# START OF Text block

Studio album by Yomo & Maulkie
- Released: September 17, 1991
- Recorded: 1991
- Studio: Audio Achievements (Torrance, California)
- Genres: West Coast hip hop; gangsta rap; hardcore rap;
- Length: 52:37
- Labels: Ruthless; Atlantic;
- Producers: Eazy-E (exec.); DJ Yella;

Singles from Are U Xperienced?
- "Mama Don't" Released: 1991; "Mockingbird" Released: 1991; "Glory / Are U Xperienced" Released: 1991;

= Are U Xperienced? =

Are U Xperienced? is the debut and only studio album by American hip hop duo Yomo & Maulkie. It was named after the Jimi Hendrix 1967 album Are You Experienced. It was released on September 17, 1991 via Eazy-E's Ruthless Records, and was produced by DJ Yella. Though the album was met with some positive reviews, it was a commercial failure and did not appear on any album charts. Three singles were released: "Mama Don't", "Mockingbird", "Glory"/"Are U Xperienced?", but the only single "Glory" made it to the Billboard charts, peaking at number 7 on the Hot Rap Songs. Labelmates Jimmy Z and Jewell were featured on the album.

# END OF Text block

Directive a: Rename "Labels" to "Record labels" in the stretch of the album text from "- Genres: West" through "from Are U Xperienced?", and write out that stretch again.
The album text and the entries come from unrelated sources.

# START OF Input records

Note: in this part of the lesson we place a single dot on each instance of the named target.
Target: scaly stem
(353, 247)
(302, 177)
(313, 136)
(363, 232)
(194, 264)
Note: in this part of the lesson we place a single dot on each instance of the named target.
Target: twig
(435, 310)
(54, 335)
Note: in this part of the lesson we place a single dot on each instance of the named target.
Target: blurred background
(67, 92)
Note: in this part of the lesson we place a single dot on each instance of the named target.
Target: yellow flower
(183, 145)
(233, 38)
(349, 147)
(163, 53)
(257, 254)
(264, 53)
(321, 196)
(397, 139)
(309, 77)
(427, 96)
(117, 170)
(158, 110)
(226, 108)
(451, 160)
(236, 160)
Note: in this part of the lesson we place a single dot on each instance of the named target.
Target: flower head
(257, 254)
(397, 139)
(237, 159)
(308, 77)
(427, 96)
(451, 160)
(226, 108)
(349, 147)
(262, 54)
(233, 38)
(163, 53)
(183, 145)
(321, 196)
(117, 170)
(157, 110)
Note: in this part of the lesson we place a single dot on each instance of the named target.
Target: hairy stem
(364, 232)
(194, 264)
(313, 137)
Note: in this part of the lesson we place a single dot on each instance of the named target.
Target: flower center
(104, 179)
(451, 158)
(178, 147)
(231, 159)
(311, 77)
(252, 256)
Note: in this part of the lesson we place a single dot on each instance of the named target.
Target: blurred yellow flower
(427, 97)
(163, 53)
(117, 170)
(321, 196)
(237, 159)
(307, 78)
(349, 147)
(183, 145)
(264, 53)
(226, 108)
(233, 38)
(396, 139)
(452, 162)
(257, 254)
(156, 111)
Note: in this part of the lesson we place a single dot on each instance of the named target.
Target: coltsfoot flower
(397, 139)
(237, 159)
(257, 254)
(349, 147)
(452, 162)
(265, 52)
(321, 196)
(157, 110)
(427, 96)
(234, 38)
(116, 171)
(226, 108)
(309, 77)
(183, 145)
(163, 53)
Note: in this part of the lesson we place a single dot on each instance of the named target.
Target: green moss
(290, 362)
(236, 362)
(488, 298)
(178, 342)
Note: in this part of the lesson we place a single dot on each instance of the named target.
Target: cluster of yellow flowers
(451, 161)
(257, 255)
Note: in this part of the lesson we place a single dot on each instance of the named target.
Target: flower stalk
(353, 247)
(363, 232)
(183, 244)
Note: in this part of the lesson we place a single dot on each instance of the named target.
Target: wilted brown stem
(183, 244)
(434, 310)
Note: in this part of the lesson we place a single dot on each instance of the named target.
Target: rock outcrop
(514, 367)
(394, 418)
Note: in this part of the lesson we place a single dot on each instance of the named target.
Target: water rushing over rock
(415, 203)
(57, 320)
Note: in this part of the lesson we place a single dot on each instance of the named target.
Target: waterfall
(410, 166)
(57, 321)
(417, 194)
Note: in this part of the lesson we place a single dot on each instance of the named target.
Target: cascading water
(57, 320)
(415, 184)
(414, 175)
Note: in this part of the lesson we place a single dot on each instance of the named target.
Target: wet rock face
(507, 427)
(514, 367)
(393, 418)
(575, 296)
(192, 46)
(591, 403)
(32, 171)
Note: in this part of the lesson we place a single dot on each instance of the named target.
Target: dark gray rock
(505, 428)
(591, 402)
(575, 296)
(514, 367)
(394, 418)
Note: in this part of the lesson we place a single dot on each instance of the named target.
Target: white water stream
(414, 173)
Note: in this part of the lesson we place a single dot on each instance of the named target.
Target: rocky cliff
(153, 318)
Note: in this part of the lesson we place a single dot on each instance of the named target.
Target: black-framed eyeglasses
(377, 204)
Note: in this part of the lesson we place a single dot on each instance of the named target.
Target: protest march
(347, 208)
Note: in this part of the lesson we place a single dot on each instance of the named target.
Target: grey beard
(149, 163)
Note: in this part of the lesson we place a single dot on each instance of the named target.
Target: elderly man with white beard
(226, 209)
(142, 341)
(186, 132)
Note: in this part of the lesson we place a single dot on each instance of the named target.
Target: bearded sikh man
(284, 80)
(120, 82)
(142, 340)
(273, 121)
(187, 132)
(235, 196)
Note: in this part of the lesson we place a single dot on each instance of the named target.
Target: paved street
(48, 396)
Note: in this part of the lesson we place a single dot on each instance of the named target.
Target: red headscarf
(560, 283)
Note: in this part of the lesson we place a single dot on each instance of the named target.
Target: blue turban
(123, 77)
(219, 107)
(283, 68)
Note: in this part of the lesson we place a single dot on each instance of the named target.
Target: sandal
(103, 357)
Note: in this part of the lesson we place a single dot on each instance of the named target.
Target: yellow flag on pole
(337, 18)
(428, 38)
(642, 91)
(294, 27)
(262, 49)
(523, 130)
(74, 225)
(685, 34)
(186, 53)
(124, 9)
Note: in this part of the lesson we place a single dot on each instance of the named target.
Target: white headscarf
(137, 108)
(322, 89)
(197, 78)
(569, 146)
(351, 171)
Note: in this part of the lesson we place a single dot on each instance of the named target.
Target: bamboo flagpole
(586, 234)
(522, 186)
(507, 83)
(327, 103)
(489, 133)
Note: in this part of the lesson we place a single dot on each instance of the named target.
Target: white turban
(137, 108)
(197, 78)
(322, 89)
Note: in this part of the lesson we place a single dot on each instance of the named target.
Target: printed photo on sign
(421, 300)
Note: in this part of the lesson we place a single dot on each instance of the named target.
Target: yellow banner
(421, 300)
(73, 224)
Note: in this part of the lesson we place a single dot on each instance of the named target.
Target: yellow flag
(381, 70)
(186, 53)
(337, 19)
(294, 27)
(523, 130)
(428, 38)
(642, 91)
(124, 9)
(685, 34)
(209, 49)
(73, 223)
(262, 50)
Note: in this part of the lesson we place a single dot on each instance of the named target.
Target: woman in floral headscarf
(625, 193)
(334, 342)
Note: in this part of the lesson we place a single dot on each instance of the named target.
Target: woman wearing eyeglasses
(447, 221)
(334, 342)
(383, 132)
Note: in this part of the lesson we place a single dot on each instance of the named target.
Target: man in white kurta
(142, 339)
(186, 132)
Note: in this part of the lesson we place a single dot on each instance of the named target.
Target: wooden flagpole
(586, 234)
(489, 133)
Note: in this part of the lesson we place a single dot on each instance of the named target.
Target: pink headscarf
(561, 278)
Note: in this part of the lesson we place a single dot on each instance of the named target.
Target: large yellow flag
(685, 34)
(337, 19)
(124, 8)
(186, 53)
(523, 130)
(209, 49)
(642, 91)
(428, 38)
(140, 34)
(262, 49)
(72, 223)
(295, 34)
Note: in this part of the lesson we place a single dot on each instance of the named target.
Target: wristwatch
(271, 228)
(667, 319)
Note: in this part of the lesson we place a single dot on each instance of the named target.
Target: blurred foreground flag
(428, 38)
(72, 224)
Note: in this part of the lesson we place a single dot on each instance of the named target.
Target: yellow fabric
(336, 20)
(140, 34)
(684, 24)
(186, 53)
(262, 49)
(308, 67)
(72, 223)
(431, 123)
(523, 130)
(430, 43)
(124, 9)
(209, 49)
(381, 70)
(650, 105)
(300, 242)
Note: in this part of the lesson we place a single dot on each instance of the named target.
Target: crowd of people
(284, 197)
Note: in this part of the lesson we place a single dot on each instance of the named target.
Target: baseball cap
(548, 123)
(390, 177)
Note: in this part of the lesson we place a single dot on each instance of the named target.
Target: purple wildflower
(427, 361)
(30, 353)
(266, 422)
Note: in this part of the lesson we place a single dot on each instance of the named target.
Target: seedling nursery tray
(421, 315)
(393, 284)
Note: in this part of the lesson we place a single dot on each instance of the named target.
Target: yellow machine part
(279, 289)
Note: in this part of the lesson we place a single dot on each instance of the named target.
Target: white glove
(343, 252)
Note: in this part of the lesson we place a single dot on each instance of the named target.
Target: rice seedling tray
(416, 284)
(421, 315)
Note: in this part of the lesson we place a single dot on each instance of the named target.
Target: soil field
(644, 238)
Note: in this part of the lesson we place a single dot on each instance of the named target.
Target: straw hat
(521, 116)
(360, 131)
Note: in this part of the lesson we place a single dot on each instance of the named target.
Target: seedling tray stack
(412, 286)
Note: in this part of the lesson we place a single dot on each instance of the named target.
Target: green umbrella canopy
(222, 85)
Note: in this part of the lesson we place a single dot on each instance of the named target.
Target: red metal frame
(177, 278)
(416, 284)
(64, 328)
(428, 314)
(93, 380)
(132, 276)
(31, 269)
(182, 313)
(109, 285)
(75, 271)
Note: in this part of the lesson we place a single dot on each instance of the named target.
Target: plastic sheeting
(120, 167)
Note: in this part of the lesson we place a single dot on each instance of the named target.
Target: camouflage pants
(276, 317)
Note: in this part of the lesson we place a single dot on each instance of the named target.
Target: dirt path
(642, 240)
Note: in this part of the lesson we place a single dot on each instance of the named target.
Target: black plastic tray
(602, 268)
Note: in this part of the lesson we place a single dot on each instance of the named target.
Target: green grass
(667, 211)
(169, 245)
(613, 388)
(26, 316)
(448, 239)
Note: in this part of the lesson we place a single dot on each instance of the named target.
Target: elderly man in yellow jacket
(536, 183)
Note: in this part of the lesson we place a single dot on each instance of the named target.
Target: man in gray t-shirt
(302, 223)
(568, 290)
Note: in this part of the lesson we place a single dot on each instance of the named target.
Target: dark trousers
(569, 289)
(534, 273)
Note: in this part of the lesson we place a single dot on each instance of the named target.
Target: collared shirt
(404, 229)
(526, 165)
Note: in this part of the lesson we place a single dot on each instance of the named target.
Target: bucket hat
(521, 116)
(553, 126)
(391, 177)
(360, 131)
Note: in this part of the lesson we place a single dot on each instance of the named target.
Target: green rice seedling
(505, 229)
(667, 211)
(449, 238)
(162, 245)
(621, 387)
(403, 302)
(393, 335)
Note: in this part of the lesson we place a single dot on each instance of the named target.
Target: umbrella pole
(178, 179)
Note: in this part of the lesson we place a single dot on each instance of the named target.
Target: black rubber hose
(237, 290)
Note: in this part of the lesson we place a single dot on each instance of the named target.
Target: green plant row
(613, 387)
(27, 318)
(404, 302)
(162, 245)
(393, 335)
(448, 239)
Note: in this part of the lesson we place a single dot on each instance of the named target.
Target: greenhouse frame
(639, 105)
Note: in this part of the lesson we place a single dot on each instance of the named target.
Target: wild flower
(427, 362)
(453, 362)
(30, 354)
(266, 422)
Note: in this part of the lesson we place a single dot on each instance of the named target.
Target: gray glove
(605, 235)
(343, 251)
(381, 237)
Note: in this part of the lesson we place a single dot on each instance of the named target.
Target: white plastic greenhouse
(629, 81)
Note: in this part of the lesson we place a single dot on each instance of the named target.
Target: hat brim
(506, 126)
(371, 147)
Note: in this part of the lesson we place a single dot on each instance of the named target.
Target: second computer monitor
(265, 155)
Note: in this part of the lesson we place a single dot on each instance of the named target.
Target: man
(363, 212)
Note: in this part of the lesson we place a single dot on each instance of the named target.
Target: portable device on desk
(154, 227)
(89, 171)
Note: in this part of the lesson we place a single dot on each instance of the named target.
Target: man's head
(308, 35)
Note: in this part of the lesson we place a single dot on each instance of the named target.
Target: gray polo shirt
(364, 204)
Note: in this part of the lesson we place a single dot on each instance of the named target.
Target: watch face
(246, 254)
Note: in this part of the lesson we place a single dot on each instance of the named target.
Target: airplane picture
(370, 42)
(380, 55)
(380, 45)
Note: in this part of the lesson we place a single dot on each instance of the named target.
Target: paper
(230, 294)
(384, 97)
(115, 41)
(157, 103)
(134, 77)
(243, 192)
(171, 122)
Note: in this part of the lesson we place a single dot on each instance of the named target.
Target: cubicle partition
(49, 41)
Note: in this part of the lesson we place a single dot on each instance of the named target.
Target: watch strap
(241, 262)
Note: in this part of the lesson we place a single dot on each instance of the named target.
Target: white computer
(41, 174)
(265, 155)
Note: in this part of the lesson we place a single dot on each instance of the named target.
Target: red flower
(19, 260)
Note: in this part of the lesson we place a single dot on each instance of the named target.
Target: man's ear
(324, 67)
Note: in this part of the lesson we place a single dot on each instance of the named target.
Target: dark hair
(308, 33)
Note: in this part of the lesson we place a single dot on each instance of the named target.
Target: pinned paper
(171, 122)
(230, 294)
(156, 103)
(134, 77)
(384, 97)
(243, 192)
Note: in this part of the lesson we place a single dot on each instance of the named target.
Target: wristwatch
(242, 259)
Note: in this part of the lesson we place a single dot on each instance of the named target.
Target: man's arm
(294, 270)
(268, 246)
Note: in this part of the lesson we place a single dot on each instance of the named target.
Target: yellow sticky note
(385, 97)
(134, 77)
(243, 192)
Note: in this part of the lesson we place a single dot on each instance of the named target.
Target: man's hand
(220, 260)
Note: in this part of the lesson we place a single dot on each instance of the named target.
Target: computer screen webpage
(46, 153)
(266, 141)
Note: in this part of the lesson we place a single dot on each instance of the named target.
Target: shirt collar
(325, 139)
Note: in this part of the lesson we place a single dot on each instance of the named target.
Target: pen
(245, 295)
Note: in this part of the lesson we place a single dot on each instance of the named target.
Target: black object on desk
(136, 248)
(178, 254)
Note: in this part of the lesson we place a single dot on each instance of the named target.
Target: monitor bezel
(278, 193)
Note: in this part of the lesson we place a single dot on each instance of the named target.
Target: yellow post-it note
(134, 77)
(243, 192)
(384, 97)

# END OF Input records

Directive b: Please pick out every line of the entries that contains the word "elderly".

Right answer a:
- Genres: West Coast hip hop; gangsta rap; hardcore rap;
- Length: 52:37
- Record labels: Ruthless; Atlantic;
- Producers: Eazy-E (exec.); DJ Yella;

Singles from Are U Xperienced?

Right answer b:
Target: elderly man with white beard
Target: elderly man in yellow jacket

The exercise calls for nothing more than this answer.